> [Exercise brief]: Turn each of the items below into a JSON list of strings, with one string per line and any blank lines dropped.

——

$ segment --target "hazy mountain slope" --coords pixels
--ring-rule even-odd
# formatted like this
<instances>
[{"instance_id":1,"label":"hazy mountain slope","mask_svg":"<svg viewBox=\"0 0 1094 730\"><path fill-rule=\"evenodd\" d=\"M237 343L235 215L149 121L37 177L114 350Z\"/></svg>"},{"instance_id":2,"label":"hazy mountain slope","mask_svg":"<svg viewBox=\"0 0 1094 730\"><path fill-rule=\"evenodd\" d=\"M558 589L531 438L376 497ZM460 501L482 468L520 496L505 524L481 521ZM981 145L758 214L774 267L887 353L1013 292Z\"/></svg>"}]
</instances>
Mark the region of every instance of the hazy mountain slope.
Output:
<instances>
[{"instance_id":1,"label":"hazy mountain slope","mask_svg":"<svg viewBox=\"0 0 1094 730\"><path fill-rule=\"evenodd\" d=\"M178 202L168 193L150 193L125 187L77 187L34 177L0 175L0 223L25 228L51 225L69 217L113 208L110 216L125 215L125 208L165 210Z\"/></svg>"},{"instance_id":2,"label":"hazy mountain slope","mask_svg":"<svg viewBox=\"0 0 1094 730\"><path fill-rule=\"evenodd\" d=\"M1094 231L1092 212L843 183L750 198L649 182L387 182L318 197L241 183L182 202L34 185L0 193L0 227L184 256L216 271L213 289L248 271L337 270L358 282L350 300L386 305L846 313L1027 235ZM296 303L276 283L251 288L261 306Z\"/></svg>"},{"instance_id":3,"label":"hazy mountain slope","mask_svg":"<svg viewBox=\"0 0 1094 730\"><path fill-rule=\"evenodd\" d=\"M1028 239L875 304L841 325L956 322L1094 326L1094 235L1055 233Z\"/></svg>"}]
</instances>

——

> [Result of the exercise]:
[
  "$ segment --target \"hazy mountain slope\" --coords pixels",
  "--ring-rule even-odd",
  "# formatted like this",
  "<instances>",
  "[{\"instance_id\":1,\"label\":\"hazy mountain slope\",\"mask_svg\":\"<svg viewBox=\\\"0 0 1094 730\\\"><path fill-rule=\\\"evenodd\\\" d=\\\"M237 343L235 215L149 121L37 177L114 350Z\\\"/></svg>\"},{\"instance_id\":2,\"label\":\"hazy mountain slope\",\"mask_svg\":\"<svg viewBox=\\\"0 0 1094 730\\\"><path fill-rule=\\\"evenodd\\\" d=\\\"M558 589L531 438L376 497ZM460 501L482 468L520 496L505 524L481 521ZM981 145L758 214L774 267L887 353L1013 292Z\\\"/></svg>\"}]",
  "</instances>",
  "Mark the region of every instance of the hazy mountain slope.",
  "Output:",
  "<instances>",
  "[{\"instance_id\":1,\"label\":\"hazy mountain slope\",\"mask_svg\":\"<svg viewBox=\\\"0 0 1094 730\\\"><path fill-rule=\\\"evenodd\\\" d=\\\"M178 202L168 193L150 193L125 187L77 187L34 177L0 175L0 223L25 228L51 225L69 217L113 208L110 216L125 215L125 208L165 210Z\\\"/></svg>\"},{\"instance_id\":2,\"label\":\"hazy mountain slope\",\"mask_svg\":\"<svg viewBox=\\\"0 0 1094 730\\\"><path fill-rule=\\\"evenodd\\\" d=\\\"M1094 231L1092 212L843 183L750 198L649 182L387 182L318 197L241 183L182 202L34 185L0 193L0 227L184 256L216 271L213 289L248 271L337 270L358 282L350 300L386 305L846 313L1027 235ZM296 303L276 283L251 288L261 306Z\\\"/></svg>\"},{\"instance_id\":3,\"label\":\"hazy mountain slope\",\"mask_svg\":\"<svg viewBox=\\\"0 0 1094 730\\\"><path fill-rule=\\\"evenodd\\\" d=\\\"M1028 239L875 304L841 325L956 322L1094 326L1094 235L1055 233Z\\\"/></svg>\"}]",
  "</instances>"
]